For the data below, restate word for word only the lines from the line containing "Target: arched alcove" through the line containing "Target: window pane", both ends included.

Provided material:
== Segment start ==

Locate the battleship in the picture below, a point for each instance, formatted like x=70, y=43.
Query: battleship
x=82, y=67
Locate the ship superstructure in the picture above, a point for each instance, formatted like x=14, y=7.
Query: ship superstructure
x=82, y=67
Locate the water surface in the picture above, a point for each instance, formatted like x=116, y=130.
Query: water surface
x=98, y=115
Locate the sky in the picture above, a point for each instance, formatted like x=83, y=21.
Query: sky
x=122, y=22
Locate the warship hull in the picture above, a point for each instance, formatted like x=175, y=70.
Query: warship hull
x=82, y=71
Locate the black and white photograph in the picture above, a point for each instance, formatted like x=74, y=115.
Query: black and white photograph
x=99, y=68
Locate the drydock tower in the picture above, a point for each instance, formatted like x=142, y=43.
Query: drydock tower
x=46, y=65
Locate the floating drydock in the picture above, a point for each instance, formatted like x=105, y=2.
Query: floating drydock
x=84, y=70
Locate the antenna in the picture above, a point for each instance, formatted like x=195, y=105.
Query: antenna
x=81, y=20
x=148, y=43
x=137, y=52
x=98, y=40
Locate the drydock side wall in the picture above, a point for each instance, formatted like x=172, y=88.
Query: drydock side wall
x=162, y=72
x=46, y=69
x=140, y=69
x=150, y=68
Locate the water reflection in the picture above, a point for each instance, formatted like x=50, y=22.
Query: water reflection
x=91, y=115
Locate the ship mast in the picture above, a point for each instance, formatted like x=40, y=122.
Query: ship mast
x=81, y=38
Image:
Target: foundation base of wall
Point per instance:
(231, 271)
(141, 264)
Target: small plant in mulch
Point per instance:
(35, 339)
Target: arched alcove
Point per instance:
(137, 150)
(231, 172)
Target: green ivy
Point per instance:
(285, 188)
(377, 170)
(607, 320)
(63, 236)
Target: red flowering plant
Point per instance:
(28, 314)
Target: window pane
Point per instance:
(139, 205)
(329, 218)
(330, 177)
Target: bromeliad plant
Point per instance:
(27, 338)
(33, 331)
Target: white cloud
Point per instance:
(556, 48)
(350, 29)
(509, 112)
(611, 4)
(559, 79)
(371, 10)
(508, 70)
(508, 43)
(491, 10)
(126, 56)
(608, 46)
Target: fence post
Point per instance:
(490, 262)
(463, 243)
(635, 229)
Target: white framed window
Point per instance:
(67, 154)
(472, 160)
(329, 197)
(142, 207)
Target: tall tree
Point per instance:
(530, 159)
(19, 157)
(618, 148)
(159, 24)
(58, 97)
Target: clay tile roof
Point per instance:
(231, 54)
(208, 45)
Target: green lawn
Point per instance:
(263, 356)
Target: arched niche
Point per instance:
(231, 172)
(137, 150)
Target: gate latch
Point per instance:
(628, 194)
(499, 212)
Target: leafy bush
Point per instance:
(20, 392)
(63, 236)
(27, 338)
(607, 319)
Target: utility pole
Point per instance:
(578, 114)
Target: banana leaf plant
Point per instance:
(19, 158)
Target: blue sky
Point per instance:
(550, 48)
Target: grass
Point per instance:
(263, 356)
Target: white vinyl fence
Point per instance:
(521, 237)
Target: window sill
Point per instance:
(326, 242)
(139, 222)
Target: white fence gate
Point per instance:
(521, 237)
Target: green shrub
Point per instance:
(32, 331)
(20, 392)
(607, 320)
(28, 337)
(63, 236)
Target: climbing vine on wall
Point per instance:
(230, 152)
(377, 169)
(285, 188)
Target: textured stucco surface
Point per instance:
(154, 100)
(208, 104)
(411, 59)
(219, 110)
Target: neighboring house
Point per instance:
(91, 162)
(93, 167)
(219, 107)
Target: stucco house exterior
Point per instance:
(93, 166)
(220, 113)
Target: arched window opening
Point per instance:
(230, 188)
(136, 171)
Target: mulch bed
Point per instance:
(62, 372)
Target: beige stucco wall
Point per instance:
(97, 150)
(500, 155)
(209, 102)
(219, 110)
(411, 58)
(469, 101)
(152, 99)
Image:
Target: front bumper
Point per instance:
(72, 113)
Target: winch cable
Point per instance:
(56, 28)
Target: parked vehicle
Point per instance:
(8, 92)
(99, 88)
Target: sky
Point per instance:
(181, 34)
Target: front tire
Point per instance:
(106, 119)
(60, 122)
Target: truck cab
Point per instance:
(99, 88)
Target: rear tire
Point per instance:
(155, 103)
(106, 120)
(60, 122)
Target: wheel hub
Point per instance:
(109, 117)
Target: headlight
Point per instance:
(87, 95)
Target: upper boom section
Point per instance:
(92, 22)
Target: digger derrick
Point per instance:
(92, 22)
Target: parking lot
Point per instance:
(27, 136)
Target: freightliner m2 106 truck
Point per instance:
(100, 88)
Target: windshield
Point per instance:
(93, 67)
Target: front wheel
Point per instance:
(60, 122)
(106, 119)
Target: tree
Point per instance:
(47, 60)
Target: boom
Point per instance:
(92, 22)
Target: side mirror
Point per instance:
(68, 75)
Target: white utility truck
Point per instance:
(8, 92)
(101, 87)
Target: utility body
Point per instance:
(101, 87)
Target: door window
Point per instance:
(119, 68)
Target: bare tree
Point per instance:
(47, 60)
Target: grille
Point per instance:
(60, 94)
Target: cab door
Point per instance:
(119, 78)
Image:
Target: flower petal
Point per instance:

== Segment end ==

Exercise output:
Target: arched alcove
Point per instance:
(137, 150)
(231, 172)
Target: green ivy
Point per instance:
(285, 188)
(377, 170)
(607, 320)
(63, 236)
Target: red flowering plant
Point per instance:
(28, 314)
Target: window pane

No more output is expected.